→ **READING TEXT**
--------------------------------------------------

Ex-PM Manmohan Singh, architect of India's economic reforms, dies at 92 in AIIMS Delhi
An AIIMS bulletin said "he was treated for age related medical conditions and had sudden loss of consciousness at home" on December 26.
NEW DELHI: Former prime minister Manmohan Singh, the architect of India's economic reforms, died here on Thursday night. He was 92.
Singh's death was announced by the All India Institute of Medical Sciences, Delhi, where he was admitted in the Emergency ward around 8.30 PM in a critical condition.
An AIIMS bulletin said "he was treated for age related medical conditions and had sudden loss of consciousness at home" on December 26.
"Resuscitative measures were started immediately at home. He was brought to medical emergency at AIIMS Delhi at 8.06 pm. Despite all efforts, he could not be revived and was declared dead at 9.51 pm," said the bulletin.
Singh, who was prime minister for two terms in the Congress-led UPA government from 2004 to 2014, had been in poor health for the last few months.
He is survived by wife Gurcharan Singh and three daughters.

--------------------------------------------------

(Stored data)
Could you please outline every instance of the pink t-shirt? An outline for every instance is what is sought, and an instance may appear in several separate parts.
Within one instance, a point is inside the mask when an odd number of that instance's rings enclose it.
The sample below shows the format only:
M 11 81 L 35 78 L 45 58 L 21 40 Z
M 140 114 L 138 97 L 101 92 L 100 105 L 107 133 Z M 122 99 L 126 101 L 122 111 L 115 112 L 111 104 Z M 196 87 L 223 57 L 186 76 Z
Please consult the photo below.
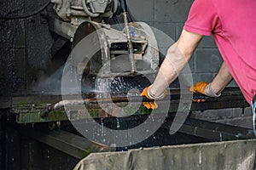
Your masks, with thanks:
M 195 0 L 184 30 L 213 35 L 226 65 L 251 103 L 256 94 L 256 0 Z

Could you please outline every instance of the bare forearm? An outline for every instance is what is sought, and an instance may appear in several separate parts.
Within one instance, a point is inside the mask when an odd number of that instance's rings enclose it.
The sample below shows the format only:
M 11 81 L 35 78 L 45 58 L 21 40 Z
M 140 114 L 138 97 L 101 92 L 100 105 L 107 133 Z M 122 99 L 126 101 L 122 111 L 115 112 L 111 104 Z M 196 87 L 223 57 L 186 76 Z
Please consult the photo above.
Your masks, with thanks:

--------------------------------------------------

→ **SET OF TASKS**
1. In the report on Manmohan Singh's death, which years did he serve as prime minister?
2. Write the next part of the report on Manmohan Singh's death, starting after its final sentence.
The rows have no connection to the report on Manmohan Singh's death.

→ **ANSWERS PROVIDED**
1. From 2004 to 2014.

2.
Congress leader Priyanka Gandhi Vadra and her mother Sonia Gandhi reached the hospital as soon as the news of his hospitalisation became known.
Singh, who was finance minister under the then prime minister P V Narasimha Rao, was the architect and the brainchild of economic reforms in 1991 that pulled India from the brink of bankruptcy and ushered in an era of economic liberalisation that is widely believed to have changed the course of India's economic trajectory.
Singh died as the Congress party concluded its Congress Working Committee meeting at Belagavi in Karnataka, where all top party leaders were present.
It is believed that party chief Mallikarjun Kharge and Rahul Gandhi are on their way to Delhi from Belagavi.